### Requirement
Reproduce verbatim the portion of the employee FAQ below that begins at the words "Having stated its" and ends after "Who is Westlake?".

### Passage given
The following communication was first sent to Axiall employees beginning on June 10, 2016.

Axiall – Westlake Announcement Employee FAQs for Managers

 

 

  1. What was announced?

 

    We announced that Westlake has agreed to acquire Axiall in an all-cash transaction for $33.00 per share, or approximately $3.8 billion.

 

    Having stated its willingness to consider strategic alternatives in addition to pursuing a standalone operating strategy, our Board of Directors worked diligently to achieve the highest value for Axiall stockholders.

 

    The transaction is the culmination of its strategic review process to maximize stockholder value, which included the participation of multiple parties. Ultimately, we believe the offer we accepted from Westlake provided the best value to stockholders.

 

  2. Who is Westlake?

 

    Westlake is a vertically integrated manufacturer and supplier of basic chemicals and plastics including polyethylene, polyvinylchloride (PVC), styrene monomer, chlorine, caustic soda and PVC building products. Its offerings contribute to some of the most vital and widely used products in the world, from car parts to bread bags to PVC pipe for underground water solutions.

 

    We believe this strategic combination will drive significant value for our customers and business partners as we create a North American Vinyls leader with a highly integrated chain, diverse product portfolio and globally competitive cost structure.

 

  3. What is Westlake rationale and vision for acquiring Axiall?

 

    Together, Axiall and Westlake will create a larger, more integrated and diverse company, and will have strong positioning as the third largest chlor-alkali producer and the second largest PVC producer in North America.

### Data rows
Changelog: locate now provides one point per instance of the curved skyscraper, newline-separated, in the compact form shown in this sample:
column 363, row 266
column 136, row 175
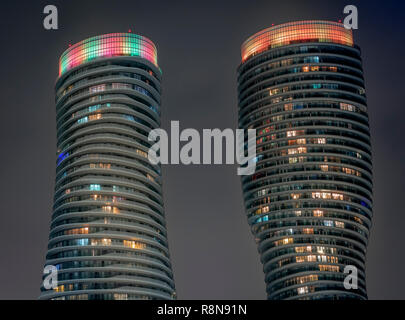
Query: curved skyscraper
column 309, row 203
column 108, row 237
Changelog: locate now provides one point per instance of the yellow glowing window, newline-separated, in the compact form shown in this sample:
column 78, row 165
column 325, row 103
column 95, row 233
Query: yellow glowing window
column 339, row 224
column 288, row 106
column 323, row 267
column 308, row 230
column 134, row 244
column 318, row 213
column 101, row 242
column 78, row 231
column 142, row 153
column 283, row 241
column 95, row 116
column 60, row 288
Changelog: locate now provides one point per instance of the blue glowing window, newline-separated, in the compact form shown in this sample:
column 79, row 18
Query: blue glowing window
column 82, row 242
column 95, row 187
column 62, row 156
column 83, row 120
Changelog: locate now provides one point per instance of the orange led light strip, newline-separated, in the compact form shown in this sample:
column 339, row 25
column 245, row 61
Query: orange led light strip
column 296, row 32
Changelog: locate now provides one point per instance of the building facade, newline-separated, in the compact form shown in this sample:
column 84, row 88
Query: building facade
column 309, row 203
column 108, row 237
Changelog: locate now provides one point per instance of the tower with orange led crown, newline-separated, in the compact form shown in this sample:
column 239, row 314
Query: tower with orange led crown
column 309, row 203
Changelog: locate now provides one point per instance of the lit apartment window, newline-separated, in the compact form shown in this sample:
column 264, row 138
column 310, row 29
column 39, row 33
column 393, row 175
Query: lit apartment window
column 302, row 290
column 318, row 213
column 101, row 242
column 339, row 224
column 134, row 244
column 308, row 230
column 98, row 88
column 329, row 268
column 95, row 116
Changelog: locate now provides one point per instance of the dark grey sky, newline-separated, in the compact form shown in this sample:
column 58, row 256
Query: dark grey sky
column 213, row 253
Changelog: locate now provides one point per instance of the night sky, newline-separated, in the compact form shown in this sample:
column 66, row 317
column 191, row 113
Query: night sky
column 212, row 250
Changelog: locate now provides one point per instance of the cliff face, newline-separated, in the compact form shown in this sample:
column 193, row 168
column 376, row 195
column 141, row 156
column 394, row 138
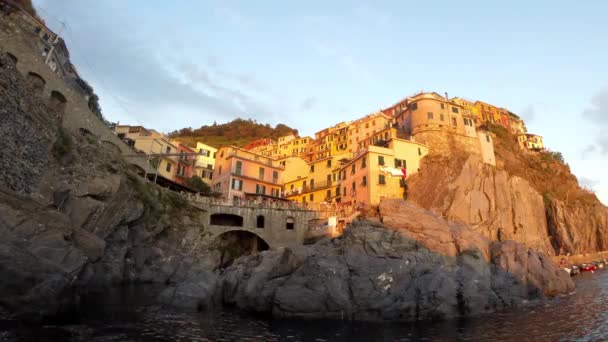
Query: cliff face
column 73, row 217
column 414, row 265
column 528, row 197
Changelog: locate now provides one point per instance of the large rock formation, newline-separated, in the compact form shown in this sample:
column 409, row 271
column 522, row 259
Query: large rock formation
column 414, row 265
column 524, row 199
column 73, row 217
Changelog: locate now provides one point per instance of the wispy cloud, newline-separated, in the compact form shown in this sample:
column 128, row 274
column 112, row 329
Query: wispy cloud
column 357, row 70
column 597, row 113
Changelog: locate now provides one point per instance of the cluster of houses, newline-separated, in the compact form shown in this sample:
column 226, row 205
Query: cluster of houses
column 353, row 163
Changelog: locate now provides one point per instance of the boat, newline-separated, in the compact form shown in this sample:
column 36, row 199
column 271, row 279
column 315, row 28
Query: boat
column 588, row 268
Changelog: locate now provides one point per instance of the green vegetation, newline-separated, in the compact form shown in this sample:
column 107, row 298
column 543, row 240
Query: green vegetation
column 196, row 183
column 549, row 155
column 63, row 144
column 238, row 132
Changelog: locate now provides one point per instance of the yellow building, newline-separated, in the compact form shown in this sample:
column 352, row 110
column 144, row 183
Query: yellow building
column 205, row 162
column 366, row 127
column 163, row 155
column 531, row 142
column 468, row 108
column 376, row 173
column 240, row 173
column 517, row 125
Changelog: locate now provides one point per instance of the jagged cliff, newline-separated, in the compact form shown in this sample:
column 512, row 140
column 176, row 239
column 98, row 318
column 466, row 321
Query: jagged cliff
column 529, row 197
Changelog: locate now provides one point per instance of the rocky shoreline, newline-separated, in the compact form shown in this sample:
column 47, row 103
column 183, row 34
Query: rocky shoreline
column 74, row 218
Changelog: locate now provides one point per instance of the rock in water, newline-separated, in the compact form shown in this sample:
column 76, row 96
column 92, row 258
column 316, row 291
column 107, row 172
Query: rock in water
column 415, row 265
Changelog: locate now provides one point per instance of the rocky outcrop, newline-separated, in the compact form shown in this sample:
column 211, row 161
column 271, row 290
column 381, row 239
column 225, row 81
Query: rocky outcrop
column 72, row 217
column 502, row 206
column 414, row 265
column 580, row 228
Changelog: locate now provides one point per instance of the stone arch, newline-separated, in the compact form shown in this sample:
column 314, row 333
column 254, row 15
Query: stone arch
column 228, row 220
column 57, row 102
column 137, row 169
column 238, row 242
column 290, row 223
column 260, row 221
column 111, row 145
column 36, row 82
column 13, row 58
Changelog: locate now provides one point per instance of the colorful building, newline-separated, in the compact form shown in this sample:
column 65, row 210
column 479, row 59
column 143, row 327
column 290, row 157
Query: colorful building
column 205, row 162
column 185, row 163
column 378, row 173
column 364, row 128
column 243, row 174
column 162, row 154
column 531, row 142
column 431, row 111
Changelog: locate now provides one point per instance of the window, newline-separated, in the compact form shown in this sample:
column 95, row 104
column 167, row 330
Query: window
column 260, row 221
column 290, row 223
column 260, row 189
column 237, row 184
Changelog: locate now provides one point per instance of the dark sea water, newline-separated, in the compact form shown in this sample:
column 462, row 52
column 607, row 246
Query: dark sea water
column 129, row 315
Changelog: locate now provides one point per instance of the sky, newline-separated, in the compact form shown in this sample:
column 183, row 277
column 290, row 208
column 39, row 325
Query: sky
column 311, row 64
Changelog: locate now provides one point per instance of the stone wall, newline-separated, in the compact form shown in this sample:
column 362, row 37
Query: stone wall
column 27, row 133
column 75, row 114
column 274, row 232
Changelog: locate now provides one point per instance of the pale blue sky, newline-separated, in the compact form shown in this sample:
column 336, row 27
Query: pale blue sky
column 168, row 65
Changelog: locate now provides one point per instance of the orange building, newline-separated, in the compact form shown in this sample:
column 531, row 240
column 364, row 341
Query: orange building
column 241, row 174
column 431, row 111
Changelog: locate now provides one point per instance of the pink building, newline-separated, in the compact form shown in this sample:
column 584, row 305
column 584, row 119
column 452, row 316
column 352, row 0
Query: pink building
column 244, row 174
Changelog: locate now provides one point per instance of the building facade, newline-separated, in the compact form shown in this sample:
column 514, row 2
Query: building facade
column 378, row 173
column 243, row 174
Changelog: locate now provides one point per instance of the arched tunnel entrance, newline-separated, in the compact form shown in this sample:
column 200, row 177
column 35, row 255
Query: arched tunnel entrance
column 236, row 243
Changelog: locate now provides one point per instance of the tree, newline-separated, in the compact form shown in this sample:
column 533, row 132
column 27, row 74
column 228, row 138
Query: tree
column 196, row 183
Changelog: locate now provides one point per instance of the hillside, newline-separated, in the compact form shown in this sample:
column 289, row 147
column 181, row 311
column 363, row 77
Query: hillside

### Answer to this task
Having stated its willingness to consider strategic alternatives in addition to pursuing a standalone operating strategy, our Board of Directors worked diligently to achieve the highest value for Axiall stockholders.

 

    The transaction is the culmination of its strategic review process to maximize stockholder value, which included the participation of multiple parties. Ultimately, we believe the offer we accepted from Westlake provided the best value to stockholders.

 

  2. Who is Westlake?